=== Document segment ===
┏━━

Tech Book Club appreciated the book for unpacking what has become a conceptual shorthand for surveillance—The Panopticon—and thinking more about it as a technical design and architectural project. We lamented the constraints of the shorter book format—wanting more details, more depth into Tim and Emily’s take and position on the examples they explored, especially the iPhone. But we also enjoyed the brevity and levity of the essay form, including takes like “Bentham would have loved CCTV” and “Is it possible that the fine line between a brilliant designer and a crank might just be defined by adequate financing?”
Indeed, "Yesterday's ideologies are frozen into today's architectures."
Well, Coach House, you tricked me into reading a book that's full of Foucault references. Well played. This is actually a fun little book about systems of surveillance that runs from Jeremy Bentham's crackpot prison plans to your iPhone. The main interesting point running throughout is how architecture affects not just use of space, but also how users feel about the space. You can fortify an embassy with either huge concrete barriers, or by creative landscaping (with, yes, moats). Either way, you should be aware that Big Brother is always watching, for better or for worse.
More of an historical overview of panoptic systems rather than a field guide to modern surveillance. Though, I suppose the historical perspective is necessary to understand the significance of modern systems.
The main theme is incredibly interesting: architecture informs how a space is used so then what types of architecture - both in the classical building sense but also modern computer architecture - are utilized to coax higher security spaces out of people.
The book itself is more academic than I was prepared. A second read in the future might be more illuminating.
I'm not sure who the intended target audience for this is: it's a fairly basic introduction to Foucault and Bentham, but I can't imagine that many newcomers to the topic would pick up a book like this. The writing style is slightly stilted between the two authors - different chapters having, I imagine, different main authors. We read this as part of the Tech Book Club Berlin and it stimulated a lot of discussion between participants, though!

┗━━

[Stored items]

┏━━

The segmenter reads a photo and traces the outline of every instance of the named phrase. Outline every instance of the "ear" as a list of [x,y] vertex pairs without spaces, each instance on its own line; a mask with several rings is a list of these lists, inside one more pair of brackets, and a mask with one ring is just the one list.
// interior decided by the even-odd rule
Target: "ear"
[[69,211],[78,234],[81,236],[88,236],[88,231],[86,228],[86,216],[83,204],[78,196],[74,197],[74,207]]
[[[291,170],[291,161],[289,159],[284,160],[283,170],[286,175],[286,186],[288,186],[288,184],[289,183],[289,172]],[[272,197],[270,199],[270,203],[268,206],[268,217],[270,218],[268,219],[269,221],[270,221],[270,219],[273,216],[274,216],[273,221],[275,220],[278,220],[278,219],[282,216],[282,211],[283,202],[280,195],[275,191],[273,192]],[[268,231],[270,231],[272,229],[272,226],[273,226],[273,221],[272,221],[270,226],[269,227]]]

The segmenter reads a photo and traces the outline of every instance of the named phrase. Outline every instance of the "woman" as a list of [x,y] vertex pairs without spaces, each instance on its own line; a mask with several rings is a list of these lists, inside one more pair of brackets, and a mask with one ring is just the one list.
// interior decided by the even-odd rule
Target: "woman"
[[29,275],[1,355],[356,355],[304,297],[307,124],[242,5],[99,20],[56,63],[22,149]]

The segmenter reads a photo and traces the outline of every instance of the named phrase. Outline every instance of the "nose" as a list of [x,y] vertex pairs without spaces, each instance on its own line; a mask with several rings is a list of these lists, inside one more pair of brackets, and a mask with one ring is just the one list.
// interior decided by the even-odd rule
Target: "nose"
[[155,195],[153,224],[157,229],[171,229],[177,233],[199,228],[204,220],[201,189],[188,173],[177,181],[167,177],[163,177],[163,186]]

┗━━

=== Requirement 1 ===
In the book reviews, retype the passage from "More of an historical" up to and including "of modern systems.".
=== Requirement 2 ===
According to the book reviews, what are the two ways to fortify an embassy?

=== Final answer 1 ===
More of an historical overview of panoptic systems rather than a field guide to modern surveillance. Though, I suppose the historical perspective is necessary to understand the significance of modern systems.

=== Final answer 2 ===
With huge concrete barriers or with creative landscaping, including moats.